■ YOUR GOAL
Show every line in the records below that contains the string "pedestal", copying each matching line in full. Treat the match as case-sensitive.

□ □ □ □ □

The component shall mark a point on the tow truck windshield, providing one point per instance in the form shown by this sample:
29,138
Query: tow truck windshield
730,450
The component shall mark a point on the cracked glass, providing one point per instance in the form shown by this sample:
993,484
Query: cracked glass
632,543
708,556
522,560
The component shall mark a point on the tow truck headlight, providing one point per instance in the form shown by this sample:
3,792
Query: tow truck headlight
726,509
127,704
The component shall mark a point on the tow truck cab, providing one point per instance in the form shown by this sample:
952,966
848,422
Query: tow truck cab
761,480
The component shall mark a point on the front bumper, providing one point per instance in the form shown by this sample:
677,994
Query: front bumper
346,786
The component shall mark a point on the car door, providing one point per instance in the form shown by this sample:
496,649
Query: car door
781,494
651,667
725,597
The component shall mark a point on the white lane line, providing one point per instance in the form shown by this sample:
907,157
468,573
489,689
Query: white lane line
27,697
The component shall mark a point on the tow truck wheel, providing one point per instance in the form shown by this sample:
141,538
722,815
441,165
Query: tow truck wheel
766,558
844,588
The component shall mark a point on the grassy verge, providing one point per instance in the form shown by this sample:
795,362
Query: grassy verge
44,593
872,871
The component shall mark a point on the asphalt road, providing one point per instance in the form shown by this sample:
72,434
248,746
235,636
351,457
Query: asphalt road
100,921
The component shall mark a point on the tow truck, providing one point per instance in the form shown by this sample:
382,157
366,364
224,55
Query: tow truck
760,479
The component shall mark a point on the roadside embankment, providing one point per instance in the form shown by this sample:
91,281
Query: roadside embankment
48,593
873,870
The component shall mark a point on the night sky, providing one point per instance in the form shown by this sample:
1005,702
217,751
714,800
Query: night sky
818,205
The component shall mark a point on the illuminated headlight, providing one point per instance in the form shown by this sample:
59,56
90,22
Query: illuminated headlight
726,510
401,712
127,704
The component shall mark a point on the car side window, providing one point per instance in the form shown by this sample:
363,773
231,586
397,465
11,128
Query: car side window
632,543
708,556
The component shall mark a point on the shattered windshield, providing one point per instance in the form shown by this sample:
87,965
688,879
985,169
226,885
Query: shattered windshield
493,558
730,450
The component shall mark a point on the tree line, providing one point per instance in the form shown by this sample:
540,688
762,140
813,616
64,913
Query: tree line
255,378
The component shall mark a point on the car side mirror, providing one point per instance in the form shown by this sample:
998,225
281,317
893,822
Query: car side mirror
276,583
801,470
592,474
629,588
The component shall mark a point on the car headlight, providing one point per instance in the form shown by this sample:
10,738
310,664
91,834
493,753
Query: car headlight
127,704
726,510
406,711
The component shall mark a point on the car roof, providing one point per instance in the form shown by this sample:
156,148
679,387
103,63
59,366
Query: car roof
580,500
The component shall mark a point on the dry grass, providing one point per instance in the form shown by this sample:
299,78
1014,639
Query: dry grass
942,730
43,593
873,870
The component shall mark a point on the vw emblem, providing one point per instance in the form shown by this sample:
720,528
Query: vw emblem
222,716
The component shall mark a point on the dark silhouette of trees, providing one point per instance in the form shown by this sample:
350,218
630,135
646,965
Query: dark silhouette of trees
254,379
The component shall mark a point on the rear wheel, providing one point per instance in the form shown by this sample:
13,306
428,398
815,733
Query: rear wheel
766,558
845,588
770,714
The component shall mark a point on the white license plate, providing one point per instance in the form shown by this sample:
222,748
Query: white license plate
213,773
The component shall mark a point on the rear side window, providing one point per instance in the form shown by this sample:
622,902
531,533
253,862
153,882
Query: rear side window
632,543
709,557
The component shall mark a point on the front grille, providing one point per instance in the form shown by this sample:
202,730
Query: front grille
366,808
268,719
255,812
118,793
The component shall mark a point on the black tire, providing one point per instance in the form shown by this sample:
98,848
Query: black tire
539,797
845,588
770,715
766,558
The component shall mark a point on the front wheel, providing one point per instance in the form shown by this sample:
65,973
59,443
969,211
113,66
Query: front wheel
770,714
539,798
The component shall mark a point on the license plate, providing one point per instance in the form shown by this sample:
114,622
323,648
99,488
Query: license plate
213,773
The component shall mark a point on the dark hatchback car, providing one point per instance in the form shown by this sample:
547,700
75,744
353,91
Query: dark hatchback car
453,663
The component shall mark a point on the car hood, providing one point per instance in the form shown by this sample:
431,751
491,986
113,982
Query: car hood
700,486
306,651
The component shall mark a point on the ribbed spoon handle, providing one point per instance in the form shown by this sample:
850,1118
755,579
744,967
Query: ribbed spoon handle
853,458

□ □ □ □ □

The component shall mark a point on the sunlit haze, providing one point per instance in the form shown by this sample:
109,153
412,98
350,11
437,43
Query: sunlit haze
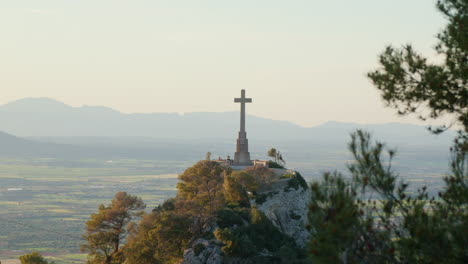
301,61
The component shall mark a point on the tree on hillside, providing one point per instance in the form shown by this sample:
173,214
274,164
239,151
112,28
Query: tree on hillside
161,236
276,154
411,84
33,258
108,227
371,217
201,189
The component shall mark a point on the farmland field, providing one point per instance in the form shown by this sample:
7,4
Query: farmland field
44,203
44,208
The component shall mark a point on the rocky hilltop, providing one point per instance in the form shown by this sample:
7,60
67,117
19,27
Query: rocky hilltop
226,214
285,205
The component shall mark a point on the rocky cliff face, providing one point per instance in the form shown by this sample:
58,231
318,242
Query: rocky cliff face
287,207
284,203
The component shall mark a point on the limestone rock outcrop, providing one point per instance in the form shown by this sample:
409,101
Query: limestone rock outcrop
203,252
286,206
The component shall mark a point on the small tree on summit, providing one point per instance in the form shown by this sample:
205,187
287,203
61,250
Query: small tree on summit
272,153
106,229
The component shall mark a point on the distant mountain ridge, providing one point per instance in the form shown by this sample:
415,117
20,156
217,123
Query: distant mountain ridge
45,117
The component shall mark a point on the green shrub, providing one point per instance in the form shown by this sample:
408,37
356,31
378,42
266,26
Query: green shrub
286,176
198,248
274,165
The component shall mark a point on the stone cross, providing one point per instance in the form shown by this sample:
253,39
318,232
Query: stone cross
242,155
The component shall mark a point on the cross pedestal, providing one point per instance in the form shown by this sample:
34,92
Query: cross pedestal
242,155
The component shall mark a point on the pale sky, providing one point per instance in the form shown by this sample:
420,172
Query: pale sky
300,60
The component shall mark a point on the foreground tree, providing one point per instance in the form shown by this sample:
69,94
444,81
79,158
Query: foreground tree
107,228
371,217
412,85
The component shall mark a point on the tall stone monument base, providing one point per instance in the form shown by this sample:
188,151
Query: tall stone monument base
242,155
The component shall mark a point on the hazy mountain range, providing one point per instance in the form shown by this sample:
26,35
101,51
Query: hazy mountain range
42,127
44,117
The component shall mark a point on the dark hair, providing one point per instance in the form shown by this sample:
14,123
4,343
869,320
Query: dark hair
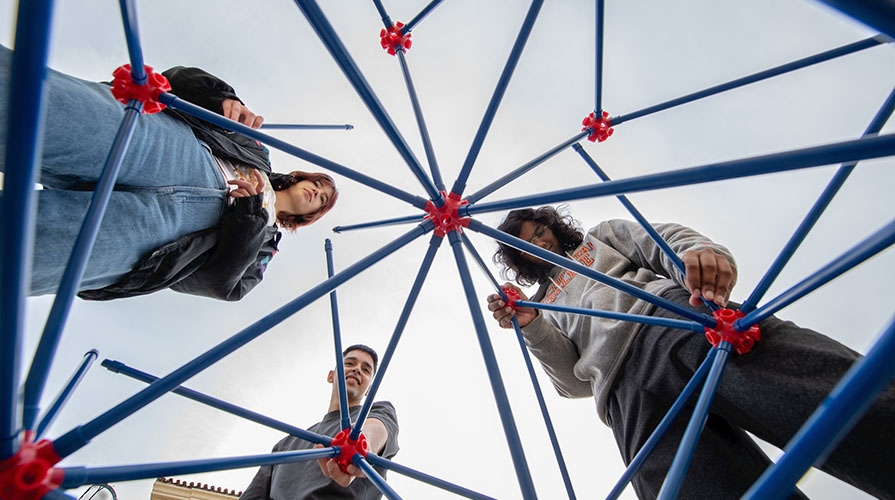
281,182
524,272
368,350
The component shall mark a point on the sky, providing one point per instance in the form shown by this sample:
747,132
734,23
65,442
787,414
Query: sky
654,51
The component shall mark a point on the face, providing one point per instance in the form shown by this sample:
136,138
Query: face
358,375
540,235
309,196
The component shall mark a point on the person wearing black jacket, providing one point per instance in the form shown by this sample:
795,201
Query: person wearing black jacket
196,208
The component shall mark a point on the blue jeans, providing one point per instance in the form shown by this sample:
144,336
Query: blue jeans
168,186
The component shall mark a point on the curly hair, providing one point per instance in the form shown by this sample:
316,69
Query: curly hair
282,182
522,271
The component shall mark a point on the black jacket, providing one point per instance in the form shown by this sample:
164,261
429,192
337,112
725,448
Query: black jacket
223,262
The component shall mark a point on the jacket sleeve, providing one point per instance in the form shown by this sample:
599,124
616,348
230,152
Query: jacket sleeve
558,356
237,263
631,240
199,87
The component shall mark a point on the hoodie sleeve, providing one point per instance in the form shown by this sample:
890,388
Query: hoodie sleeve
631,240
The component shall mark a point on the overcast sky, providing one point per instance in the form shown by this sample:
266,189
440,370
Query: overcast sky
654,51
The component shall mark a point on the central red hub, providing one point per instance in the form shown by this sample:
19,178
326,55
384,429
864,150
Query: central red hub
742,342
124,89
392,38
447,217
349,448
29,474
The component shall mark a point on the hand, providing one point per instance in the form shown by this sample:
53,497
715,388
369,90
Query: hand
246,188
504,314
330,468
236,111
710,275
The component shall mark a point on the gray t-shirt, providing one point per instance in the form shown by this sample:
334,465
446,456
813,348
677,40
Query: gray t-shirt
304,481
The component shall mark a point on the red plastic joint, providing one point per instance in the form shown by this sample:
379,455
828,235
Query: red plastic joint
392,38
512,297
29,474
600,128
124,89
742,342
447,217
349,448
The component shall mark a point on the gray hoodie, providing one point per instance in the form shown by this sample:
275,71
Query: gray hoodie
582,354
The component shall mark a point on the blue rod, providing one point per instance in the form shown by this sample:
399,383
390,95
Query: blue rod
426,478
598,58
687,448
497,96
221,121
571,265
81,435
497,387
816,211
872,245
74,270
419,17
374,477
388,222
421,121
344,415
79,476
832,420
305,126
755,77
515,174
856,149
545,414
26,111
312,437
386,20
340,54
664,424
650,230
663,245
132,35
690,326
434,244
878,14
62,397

□ □ □ □ □

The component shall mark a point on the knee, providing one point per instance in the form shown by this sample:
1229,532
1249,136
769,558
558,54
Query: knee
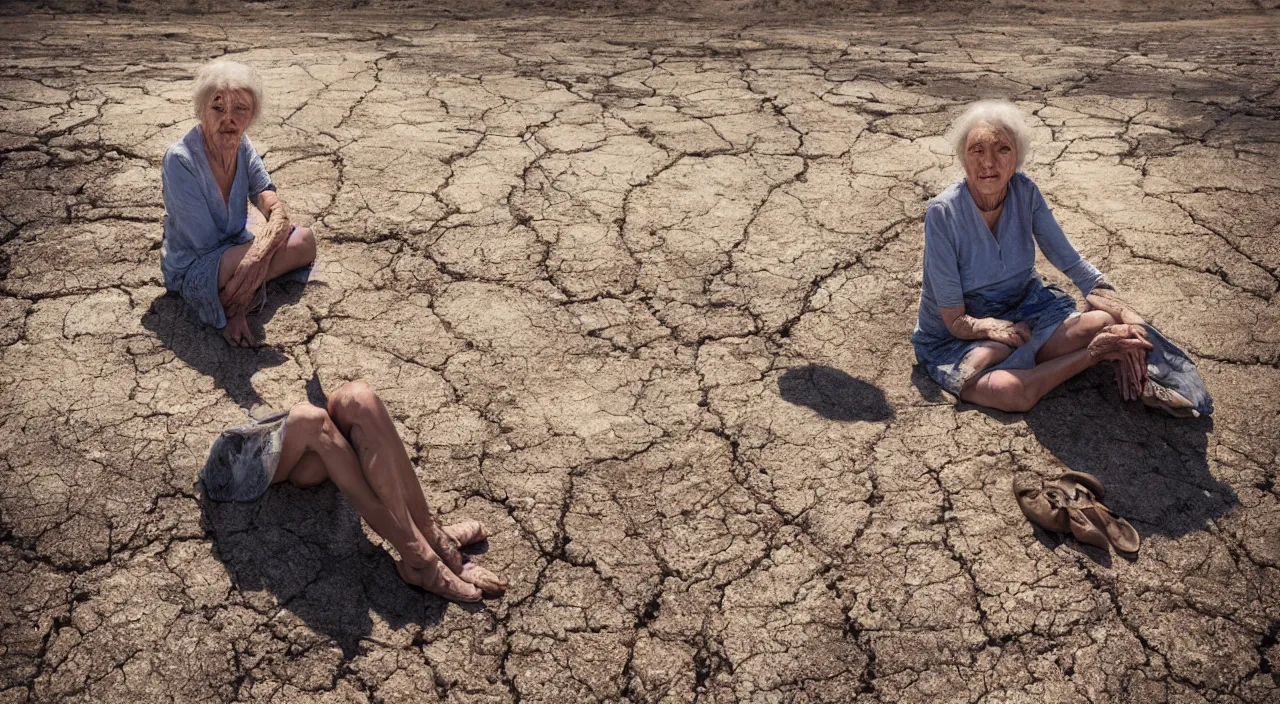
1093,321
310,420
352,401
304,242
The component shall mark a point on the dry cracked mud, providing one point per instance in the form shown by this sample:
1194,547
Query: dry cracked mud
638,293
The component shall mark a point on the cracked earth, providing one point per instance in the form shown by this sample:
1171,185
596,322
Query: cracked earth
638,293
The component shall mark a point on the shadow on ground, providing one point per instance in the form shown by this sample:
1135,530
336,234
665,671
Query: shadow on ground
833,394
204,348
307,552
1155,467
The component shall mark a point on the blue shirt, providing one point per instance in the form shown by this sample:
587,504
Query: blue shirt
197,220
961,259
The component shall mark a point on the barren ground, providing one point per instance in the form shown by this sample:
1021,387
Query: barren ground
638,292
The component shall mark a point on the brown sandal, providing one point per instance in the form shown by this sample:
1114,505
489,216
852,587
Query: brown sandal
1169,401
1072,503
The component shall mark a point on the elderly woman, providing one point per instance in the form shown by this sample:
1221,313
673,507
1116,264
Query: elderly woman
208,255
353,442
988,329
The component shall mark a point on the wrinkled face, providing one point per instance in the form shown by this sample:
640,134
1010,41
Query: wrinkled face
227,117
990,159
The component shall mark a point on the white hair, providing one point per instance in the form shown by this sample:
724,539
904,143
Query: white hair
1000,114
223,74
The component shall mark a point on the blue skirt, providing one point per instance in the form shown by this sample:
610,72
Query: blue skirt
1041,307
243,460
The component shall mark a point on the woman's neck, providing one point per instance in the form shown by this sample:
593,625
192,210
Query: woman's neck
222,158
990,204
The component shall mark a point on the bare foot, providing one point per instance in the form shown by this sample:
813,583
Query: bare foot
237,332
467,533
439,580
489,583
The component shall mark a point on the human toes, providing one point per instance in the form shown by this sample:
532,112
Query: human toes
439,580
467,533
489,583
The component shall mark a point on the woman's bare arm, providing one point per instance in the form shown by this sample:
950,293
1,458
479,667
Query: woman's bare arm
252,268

□ □ □ □ □

■ SOLUTION TO THIS TASK
The component shall mark a point on the cross pedestal, providing one point per instance in the form shown by this sample:
Query: cross pedestal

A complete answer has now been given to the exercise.